══ Document extract

Really: Lavoisier and Laplace were the first ones to figure this out.
It raises some questions about claims for how many calories are burned during “sexual activity, general, moderate effort,” but for my own peace of mind I’m just going to assume they made it up.
Fat is not metabolically demanding in the way that muscle or organ function are, which is why women (who have higher body fat than men) tend to burn fewer calories per pound.
Pontzer’s paper on this puts the cutoff at which additional physical activity no longer produces greater energy expenditure at 230 average counts per minute per day (CPM/d) on the wearable tri-axial accelerometers that seem to be standard for the field. This table from another paper gives accelerometer counts for various activities (gardening: 1243, descending stairs: 3157, mopping: 680, folding laundry: 148), which implies that 230 CPM/d is exceptionally attainable with even a lightly active lifestyle — if you’re moving for much of the time you’re awake, you’re probably hitting it. But I haven’t done the actual math, so if anyone wants to correct me please do.
Well, famous if you read about this stuff much. I always enjoy dipping into a new field and discovering all the new things it turns out “everybody knows.”
I would be interested to learn how this interacts with the role of muscle mass in increasing testosterone levels, and whether these effects are the same for resistance training as opposed to endurance training. I suspect endurance training is closer to our environment of evolutionary adaptation, but frankly it sucks, so if you have any papers about reproductive hormone levels in strength training send ‘em my way.

════
══ Record extracts

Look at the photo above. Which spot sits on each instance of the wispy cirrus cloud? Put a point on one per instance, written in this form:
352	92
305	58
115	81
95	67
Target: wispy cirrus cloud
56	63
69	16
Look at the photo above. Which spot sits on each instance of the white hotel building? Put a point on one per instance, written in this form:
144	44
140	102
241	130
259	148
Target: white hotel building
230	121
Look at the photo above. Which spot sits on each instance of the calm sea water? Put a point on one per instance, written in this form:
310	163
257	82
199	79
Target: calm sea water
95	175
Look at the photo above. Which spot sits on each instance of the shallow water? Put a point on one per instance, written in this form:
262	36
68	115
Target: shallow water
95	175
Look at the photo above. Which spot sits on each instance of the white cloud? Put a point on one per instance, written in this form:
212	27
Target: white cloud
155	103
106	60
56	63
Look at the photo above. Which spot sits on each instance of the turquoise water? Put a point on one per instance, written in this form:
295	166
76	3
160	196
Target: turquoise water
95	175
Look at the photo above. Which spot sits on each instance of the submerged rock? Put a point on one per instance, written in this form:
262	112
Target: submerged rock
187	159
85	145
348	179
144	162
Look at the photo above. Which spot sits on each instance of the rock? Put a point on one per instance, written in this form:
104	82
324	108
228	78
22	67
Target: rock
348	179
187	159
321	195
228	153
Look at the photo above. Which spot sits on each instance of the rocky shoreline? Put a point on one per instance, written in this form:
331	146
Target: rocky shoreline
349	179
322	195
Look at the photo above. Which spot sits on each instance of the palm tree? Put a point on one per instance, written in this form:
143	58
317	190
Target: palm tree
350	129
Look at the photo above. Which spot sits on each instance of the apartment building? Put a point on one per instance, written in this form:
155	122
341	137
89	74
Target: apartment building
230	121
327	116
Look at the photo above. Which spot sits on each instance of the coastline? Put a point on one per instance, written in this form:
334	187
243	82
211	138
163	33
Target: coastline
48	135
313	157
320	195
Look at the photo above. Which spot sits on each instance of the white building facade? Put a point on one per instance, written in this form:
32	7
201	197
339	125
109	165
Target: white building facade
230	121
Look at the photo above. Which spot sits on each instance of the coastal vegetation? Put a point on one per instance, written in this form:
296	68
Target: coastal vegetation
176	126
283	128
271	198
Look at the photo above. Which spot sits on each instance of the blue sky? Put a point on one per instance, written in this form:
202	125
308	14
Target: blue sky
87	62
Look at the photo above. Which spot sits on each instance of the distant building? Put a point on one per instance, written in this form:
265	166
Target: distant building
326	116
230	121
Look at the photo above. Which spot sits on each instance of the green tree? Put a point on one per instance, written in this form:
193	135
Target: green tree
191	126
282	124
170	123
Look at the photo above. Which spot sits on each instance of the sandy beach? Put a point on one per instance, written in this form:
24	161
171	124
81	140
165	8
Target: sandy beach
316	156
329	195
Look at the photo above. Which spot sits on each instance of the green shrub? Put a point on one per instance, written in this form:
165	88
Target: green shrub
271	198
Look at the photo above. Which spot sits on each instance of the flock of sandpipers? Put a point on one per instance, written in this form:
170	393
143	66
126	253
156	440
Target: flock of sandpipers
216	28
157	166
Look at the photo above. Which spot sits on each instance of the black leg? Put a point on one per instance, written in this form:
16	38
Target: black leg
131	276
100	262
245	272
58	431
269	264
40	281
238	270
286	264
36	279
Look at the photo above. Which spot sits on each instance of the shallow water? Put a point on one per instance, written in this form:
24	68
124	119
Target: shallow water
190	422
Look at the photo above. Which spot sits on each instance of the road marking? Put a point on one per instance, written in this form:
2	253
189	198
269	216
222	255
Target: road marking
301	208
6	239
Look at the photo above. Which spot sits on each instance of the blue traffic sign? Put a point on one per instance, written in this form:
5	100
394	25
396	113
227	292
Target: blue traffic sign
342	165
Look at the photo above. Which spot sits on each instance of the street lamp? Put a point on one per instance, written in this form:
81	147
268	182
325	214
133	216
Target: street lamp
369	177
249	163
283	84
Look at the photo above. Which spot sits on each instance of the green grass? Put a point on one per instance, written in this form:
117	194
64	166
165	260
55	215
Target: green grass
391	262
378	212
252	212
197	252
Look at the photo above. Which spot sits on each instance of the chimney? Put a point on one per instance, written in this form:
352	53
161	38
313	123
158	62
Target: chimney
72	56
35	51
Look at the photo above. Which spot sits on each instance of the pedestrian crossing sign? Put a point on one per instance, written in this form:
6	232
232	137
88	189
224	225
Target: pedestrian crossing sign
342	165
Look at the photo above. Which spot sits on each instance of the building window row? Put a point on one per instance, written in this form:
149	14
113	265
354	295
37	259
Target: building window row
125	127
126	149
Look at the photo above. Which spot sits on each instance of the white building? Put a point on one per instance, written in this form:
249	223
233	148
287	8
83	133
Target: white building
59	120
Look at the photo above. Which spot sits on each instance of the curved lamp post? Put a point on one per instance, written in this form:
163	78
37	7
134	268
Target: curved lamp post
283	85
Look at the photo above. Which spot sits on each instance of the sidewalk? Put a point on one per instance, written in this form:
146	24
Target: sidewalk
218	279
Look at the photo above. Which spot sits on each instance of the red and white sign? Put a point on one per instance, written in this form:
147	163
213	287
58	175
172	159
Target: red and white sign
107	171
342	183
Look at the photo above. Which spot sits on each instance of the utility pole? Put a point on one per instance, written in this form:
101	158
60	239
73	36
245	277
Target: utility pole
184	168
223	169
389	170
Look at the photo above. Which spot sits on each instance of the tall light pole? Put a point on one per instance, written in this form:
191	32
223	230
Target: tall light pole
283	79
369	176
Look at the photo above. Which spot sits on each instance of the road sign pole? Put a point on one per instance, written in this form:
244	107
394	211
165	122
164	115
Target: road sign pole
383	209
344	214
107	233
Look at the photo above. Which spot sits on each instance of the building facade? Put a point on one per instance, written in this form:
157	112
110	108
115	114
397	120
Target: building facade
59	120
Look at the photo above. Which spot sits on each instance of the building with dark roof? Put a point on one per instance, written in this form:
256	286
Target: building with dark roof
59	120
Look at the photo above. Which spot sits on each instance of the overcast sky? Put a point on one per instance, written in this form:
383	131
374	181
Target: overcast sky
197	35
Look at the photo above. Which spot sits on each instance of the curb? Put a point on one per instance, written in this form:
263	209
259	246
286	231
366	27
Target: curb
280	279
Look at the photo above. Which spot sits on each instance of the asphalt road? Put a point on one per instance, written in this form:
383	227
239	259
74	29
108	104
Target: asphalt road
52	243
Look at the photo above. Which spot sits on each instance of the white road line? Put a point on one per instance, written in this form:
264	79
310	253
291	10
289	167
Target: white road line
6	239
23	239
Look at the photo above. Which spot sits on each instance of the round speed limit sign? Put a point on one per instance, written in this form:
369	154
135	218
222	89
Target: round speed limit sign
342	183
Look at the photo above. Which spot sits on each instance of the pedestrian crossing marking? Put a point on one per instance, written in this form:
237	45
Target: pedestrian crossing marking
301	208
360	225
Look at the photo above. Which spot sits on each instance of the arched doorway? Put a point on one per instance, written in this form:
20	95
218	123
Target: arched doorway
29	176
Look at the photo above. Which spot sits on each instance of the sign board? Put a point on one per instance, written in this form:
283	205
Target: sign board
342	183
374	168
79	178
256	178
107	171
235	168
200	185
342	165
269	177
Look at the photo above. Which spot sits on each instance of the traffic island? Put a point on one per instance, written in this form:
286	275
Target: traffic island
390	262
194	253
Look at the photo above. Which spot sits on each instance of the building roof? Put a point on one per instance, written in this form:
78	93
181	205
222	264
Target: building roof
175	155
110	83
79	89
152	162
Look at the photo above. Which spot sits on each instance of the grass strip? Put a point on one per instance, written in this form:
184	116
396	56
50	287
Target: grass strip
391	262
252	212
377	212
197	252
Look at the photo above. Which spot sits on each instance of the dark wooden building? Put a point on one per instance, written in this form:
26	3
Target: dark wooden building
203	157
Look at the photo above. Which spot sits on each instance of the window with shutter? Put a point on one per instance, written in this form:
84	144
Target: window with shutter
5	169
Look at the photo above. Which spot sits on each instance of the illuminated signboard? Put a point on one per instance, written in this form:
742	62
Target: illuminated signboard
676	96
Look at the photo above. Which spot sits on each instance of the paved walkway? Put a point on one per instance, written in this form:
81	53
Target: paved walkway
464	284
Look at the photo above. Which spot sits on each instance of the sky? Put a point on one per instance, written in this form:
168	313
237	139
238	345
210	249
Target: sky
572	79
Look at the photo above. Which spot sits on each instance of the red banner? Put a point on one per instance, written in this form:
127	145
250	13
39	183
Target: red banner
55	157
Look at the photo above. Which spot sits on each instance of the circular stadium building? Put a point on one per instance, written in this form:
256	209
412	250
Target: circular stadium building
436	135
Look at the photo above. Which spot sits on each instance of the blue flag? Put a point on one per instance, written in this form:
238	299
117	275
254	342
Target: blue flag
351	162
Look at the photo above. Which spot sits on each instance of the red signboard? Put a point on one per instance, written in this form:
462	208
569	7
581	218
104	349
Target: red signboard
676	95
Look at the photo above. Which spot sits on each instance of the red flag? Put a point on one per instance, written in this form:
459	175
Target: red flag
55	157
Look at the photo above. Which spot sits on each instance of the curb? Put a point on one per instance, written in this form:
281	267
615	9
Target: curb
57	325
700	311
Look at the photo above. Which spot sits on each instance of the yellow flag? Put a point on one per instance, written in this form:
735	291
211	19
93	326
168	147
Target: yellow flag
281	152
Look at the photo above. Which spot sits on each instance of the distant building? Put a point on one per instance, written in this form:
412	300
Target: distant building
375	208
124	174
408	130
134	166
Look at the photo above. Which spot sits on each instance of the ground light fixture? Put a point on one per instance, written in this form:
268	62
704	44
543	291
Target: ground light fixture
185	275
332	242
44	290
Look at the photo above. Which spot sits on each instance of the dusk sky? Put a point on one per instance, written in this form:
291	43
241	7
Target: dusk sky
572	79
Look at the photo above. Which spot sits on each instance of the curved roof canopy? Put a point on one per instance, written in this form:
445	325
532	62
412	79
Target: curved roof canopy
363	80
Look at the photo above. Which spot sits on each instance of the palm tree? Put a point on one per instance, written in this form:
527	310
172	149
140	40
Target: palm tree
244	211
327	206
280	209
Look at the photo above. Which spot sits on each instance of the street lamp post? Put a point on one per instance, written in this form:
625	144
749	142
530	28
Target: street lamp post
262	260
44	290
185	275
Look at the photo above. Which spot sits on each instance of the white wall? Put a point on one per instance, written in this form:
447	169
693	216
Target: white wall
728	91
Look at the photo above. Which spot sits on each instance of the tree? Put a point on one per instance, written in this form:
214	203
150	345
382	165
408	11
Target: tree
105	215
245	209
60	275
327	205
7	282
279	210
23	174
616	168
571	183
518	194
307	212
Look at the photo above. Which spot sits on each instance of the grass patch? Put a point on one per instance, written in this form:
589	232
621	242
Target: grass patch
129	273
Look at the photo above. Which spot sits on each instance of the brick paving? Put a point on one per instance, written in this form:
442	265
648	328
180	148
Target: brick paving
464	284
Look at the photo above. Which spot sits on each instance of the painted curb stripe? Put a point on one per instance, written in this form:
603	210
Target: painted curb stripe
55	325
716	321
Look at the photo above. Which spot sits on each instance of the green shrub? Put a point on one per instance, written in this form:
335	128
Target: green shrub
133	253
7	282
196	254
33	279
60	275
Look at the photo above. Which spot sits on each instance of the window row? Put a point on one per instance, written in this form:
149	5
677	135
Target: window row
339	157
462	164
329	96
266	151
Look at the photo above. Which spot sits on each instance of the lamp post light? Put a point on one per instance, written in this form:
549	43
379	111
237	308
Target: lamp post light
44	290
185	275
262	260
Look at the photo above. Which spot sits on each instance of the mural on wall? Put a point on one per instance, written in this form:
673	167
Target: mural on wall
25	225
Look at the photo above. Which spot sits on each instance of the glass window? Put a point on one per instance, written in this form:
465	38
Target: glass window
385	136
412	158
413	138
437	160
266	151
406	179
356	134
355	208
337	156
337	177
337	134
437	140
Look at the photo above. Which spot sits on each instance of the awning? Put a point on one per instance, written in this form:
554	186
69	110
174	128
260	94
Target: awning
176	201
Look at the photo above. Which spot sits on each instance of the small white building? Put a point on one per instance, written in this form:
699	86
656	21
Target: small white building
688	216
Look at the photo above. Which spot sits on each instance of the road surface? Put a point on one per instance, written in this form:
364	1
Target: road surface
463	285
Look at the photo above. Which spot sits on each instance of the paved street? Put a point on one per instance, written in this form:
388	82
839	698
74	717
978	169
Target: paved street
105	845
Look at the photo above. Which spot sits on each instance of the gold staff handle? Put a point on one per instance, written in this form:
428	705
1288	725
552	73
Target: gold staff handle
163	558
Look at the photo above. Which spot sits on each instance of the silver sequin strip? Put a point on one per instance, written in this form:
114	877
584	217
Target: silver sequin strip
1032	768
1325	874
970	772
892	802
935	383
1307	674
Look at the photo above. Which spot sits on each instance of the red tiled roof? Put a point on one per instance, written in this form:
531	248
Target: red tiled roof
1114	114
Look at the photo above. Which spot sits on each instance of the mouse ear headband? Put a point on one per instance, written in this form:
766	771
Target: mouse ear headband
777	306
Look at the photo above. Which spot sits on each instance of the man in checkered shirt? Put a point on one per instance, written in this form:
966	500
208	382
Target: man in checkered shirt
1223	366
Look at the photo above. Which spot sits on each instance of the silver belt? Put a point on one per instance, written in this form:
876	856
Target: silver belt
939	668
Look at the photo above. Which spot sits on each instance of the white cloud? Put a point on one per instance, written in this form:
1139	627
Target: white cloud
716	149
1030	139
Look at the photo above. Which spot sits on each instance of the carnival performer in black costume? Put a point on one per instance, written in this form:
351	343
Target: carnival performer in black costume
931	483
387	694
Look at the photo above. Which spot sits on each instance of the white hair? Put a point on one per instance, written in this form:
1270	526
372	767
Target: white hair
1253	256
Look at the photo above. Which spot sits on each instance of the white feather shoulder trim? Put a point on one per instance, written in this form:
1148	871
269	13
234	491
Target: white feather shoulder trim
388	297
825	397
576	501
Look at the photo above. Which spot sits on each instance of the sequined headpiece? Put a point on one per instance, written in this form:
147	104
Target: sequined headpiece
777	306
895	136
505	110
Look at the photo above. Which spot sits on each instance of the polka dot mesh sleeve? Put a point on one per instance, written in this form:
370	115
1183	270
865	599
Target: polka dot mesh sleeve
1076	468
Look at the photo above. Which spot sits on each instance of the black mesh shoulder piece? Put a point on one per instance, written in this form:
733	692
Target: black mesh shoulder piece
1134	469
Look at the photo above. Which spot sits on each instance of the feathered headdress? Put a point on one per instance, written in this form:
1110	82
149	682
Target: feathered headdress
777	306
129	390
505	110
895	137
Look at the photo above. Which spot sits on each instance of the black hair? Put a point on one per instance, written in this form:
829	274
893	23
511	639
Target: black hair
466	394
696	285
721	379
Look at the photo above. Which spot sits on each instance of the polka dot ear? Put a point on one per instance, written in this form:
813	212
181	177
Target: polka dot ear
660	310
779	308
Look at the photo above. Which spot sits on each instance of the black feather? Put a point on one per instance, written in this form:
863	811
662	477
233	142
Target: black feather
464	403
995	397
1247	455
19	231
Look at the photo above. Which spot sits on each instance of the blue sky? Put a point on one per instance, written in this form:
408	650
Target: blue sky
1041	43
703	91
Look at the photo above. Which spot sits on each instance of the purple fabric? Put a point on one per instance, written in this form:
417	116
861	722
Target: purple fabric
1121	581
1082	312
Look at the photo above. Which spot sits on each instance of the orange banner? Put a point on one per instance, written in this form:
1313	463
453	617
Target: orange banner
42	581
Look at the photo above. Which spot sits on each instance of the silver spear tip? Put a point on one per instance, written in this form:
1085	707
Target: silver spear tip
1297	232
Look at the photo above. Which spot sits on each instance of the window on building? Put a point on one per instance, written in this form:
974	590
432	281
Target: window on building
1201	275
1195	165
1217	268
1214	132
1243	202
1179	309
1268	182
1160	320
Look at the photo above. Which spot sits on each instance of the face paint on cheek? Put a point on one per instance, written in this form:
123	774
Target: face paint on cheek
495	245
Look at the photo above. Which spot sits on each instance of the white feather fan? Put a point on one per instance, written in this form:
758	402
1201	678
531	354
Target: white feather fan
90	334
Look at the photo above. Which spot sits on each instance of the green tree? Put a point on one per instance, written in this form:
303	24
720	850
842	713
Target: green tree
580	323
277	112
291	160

════

▶ **Set of tasks**
• A. Please repeat, word for word, the stretch of the notes on energy expenditure from "It raises some" through "made it up.".
• B. Answer these questions from the notes on energy expenditure:
(i) Who does the opening line name as the first to figure this out?
(ii) What accelerometer count is given for mopping?
(iii) Why do women tend to burn fewer calories per pound?
The listing above comes from a separate source.

▶ **Answers below**
• A.
It raises some questions about claims for how many calories are burned during “sexual activity, general, moderate effort,” but for my own peace of mind I’m just going to assume they made it up.

• B.
(i) Lavoisier and Laplace.
(ii) 680.
(iii) Women have higher body fat than men, and fat is not metabolically demanding in the way that muscle or organ function are.